___ EXERCISE INPUT
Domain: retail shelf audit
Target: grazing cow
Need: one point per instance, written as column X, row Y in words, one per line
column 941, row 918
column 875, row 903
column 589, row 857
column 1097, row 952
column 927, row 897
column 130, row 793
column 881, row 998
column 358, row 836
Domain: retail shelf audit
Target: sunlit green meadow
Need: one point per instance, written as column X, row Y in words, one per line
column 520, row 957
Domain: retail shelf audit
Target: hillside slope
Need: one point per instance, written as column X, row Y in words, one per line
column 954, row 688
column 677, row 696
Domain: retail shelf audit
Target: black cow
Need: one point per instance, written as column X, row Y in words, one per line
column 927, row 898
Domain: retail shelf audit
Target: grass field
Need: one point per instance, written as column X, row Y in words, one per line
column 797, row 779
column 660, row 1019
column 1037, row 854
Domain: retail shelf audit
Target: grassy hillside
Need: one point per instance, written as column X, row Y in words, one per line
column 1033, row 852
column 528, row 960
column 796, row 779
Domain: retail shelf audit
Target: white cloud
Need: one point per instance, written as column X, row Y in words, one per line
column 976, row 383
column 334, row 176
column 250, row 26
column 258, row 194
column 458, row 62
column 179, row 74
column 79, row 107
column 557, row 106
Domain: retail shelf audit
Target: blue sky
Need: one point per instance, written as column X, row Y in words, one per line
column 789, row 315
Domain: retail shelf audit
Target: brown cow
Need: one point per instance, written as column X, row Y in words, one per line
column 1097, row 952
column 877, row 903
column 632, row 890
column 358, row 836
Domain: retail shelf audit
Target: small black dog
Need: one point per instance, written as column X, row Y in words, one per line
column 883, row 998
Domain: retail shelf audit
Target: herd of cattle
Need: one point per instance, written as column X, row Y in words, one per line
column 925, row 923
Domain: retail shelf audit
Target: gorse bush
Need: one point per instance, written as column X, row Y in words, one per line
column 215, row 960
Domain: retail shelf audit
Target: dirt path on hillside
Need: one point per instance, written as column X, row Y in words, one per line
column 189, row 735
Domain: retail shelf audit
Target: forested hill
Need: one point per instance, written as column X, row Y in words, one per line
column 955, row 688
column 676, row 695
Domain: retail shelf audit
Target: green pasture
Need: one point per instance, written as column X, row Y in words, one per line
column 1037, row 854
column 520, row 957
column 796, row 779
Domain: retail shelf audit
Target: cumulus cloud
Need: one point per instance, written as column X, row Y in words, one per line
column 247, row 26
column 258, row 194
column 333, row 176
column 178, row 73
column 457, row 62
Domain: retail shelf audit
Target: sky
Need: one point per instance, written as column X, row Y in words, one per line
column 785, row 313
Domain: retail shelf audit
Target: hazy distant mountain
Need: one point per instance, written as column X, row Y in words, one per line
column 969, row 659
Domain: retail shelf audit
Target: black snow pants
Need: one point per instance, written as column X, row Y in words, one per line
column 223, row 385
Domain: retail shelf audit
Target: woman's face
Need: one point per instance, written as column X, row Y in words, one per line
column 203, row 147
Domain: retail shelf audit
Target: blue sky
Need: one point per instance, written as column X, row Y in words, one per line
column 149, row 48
______
Select every line of the records above that contains the string "hillside", treating uppercase and lowercase letters as distinct, and copy each such line.

Target: hillside slope
Target: grassy hillside
Target: dirt path on hillside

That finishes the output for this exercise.